→ **Assignment**:
Where a line of the data below has the string "screen", copy that line.

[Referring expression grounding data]
# # # # #
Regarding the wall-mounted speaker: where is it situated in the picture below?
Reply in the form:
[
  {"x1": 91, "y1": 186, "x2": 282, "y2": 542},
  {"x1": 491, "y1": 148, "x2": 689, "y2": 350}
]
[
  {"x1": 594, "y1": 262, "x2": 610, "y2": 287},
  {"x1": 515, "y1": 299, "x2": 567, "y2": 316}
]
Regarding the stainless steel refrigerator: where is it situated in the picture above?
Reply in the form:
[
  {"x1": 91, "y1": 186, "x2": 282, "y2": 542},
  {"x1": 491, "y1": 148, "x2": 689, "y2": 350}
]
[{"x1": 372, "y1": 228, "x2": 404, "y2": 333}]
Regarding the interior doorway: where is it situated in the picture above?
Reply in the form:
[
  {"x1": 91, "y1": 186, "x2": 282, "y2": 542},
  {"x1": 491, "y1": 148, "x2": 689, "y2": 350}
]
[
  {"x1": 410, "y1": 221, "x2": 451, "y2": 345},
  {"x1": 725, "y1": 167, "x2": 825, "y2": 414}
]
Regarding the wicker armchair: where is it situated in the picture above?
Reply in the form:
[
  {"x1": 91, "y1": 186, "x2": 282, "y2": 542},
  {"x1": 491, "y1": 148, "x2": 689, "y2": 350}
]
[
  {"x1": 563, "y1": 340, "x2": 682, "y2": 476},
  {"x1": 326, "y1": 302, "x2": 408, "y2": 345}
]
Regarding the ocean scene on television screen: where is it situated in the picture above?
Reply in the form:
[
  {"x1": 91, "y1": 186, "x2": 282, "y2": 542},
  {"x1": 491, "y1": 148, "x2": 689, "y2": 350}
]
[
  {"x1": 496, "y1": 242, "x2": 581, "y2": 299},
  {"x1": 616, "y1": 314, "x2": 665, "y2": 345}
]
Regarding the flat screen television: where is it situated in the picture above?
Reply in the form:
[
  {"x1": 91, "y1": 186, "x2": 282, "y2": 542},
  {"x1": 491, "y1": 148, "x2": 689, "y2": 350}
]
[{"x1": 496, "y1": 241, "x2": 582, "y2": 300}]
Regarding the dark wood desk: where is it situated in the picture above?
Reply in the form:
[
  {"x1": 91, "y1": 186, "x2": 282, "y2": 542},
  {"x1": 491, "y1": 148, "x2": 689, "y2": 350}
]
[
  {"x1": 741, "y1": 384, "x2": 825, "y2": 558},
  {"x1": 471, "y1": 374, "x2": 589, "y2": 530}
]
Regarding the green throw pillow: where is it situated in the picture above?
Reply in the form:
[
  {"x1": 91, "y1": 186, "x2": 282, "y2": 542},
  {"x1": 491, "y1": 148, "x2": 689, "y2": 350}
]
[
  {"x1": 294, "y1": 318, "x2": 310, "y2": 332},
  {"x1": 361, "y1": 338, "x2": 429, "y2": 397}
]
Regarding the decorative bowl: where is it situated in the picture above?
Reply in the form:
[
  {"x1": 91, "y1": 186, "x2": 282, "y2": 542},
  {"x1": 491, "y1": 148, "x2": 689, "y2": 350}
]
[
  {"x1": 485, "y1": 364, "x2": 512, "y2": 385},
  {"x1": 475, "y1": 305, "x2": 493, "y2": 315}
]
# # # # #
→ **Task output**:
Regarding the ocean scene on television screen: where is it situated in the picture above?
Regarding the flat screen television: where is it situated in the picture above?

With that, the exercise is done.